>>>>
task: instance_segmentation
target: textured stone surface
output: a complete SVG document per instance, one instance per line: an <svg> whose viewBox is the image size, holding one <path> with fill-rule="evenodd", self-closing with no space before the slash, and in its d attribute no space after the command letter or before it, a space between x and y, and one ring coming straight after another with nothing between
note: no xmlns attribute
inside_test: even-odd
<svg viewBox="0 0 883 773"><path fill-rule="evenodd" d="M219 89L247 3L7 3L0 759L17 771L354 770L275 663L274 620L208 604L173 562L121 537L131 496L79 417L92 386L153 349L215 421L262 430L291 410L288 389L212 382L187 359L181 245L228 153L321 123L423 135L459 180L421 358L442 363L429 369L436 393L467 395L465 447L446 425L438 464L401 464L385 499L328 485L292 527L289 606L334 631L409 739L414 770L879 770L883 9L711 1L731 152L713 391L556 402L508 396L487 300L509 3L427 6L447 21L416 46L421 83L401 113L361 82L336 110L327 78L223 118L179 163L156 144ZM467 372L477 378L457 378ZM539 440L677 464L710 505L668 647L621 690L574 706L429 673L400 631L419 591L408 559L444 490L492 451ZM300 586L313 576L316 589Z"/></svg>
<<<<
▶ **Zadanie**
Zaktualizuj wszystkie wiersze od samego początku aż do wiersza z „target: textured stone surface” włącznie, zamieniając „stone” na „marble” i zostawiając resztę bez zmian. Podaj tylko te wiersze.

▶ **Rozwiązanie**
task: instance_segmentation
target: textured marble surface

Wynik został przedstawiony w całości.